Re: [Security] Signed divides vs shifts (Re: /dev/urandom uses uninitbytes, leaks user data)
From: Linus Torvalds
Date: Mon Dec 17 2007 - 13:32:05 EST
On Mon, 17 Dec 2007, Eric Dumazet wrote:
>
> while
>
> long *mid(long *a, long *b)
> {
> return ((a - b) / 2u + a);
> }
This is exactly what I'm talking about. That "2u" is TOTALLY POINTLESS.
It's an "unsigned int", but since (a-b) will be of type ptrdiff_t, and is
*wider* on a 64-bit architecture (it's the same as "long" on x86-64), then
the 2u will just be converted to "long", and be signed again!
So you thought that you did an unsigned divide, but you did no such thing.
If you change the "2u" to a "2ul", it works again, and you get
mid:
movq %rdi, %rax
subq %rsi, %rax
sarq %rax
andq $-8, %rax
addq %rdi, %rax
ret
which is the code you wanted. But quite frankly, you could just have
written it with a shift to start with, and avoided the subtle type issue,
although gcc then generates
movq %rdi, %rax
subq %rsi, %rax
sarq $4, %rax
leaq (%rdi,%rax,8), %rax
ret
instead. Of course, this all *does* still have subtle sign issues, because
the "a-b" part implies a signed divide in itself, which is why you see
that "sarq" in he first place (rather than a "shrq").

_Work to complete_:
- 1) Return the passage of the post on signed divides versus shifts that begins at the words "From: Linus Torvalds" and stops after the words "is TOTALLY POINTLESS.".
- 2) Answer these questions from the post on signed divides versus shifts:
(a) What type does the post give for (a-b)?
(b) To what should "2u" be changed to make the code work again?
(c) Which instruction appears because the "a-b" part implies a signed divide, in place of "shrq"?

_Stored records_:
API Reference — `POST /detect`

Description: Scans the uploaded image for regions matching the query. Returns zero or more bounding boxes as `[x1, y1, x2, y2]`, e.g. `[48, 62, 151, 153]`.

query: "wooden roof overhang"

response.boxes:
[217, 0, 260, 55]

_Responses per task_:
- 1)
From: Linus Torvalds
Date: Mon Dec 17 2007 - 13:32:05 EST
On Mon, 17 Dec 2007, Eric Dumazet wrote:
>
> while
>
> long *mid(long *a, long *b)
> {
> return ((a - b) / 2u + a);
> }
This is exactly what I'm talking about. That "2u" is TOTALLY POINTLESS.

- 2)
(a) ptrdiff_t
(b) "2ul"
(c) "sarq"